-- Task objective --
If a line below contains the string "cabinet", copy it out.
- Opening Delimiter -
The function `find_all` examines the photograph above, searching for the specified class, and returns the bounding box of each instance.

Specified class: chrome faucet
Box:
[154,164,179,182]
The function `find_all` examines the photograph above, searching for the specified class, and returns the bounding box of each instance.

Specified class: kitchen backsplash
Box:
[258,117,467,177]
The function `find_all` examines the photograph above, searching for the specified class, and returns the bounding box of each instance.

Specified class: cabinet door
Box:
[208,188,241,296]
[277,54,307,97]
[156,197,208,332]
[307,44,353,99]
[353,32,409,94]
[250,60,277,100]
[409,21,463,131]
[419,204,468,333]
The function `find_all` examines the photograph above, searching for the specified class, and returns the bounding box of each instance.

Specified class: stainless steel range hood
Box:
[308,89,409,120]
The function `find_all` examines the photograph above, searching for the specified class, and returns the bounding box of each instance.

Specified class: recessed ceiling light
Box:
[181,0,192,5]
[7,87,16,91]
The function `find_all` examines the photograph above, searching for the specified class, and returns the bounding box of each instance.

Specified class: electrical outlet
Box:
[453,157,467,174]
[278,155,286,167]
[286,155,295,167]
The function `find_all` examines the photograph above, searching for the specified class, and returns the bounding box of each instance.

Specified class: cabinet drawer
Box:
- Closing Delimiter -
-- Output below --
Specified class: cabinet door
Specified class: cabinet drawer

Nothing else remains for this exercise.